Instruction | Please locate every line in the items below that contains the word "positive" and copy each of those lines in full.

**** Input data ****

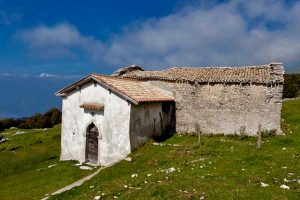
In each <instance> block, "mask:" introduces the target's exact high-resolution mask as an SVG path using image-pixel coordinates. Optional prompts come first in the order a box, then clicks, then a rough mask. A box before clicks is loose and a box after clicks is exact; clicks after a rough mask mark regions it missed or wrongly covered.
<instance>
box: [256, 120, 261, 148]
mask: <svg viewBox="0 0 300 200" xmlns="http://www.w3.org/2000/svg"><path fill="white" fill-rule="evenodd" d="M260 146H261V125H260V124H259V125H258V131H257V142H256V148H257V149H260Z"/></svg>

****
**** Input data ****

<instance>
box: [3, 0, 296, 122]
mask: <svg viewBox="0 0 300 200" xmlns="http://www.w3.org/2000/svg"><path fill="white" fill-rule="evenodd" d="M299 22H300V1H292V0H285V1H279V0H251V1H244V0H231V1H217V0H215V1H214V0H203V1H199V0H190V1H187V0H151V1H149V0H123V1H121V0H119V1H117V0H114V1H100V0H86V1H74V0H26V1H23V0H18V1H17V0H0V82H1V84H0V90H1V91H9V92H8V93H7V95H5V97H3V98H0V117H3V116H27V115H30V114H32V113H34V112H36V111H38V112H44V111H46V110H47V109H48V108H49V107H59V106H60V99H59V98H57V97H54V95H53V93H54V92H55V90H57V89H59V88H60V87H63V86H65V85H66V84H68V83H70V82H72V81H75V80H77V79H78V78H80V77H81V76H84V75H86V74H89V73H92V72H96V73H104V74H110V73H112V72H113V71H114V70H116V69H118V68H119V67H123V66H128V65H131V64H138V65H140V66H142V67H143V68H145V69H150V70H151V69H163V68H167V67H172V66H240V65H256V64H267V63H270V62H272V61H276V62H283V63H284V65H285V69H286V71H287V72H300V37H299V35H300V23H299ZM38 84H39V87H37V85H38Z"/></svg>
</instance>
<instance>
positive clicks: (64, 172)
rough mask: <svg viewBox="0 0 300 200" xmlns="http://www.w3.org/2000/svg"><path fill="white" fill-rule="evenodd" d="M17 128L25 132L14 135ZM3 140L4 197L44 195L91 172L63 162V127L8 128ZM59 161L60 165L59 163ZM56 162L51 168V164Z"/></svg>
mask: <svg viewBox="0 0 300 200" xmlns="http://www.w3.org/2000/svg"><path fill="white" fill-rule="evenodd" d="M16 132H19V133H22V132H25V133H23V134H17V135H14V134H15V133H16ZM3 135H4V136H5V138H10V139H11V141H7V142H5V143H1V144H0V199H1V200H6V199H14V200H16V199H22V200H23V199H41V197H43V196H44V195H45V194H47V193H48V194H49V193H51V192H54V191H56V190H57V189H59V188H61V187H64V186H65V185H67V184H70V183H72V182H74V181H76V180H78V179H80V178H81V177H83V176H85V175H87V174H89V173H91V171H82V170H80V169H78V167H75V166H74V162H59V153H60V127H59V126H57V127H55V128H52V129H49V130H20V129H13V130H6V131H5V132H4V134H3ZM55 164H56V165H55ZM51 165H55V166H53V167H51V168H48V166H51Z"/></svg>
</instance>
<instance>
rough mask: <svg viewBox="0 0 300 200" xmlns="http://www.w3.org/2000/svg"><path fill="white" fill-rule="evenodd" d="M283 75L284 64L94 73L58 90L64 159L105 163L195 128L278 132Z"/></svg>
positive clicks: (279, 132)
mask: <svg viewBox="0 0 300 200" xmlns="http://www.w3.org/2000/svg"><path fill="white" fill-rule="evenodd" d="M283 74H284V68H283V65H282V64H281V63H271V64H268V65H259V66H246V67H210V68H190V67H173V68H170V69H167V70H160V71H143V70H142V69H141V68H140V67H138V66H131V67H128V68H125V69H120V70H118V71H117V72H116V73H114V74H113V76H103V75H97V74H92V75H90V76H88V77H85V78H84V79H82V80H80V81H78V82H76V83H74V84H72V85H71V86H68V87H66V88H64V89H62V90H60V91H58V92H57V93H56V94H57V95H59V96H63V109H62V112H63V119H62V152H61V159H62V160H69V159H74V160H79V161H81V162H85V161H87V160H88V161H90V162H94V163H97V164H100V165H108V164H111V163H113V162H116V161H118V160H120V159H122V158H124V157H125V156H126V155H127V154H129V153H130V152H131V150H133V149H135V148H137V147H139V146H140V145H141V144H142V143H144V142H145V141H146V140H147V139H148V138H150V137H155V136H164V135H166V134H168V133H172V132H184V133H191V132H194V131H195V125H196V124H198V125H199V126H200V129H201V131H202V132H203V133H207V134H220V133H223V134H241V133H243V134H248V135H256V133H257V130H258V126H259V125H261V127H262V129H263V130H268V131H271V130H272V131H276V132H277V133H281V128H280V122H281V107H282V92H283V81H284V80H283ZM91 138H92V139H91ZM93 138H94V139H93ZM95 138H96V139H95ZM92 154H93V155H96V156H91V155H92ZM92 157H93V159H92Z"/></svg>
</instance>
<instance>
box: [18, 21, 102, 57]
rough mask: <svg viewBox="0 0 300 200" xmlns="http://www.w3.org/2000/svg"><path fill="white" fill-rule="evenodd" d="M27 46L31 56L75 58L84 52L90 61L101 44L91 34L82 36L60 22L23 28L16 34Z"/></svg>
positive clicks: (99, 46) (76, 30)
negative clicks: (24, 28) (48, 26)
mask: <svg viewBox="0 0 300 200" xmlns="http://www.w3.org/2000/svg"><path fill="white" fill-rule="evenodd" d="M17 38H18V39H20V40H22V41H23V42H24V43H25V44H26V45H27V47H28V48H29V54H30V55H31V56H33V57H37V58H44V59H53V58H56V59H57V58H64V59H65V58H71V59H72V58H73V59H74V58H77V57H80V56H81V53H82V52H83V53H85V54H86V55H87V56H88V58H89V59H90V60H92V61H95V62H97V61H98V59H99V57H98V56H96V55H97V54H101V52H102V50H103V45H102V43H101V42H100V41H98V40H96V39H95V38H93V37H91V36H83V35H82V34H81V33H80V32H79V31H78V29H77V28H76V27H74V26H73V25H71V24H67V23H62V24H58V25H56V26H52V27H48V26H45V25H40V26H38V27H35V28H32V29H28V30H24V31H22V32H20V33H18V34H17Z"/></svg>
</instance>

****

Output for this exercise |
positive clicks: (64, 172)
positive clicks: (279, 132)
positive clicks: (99, 46) (76, 30)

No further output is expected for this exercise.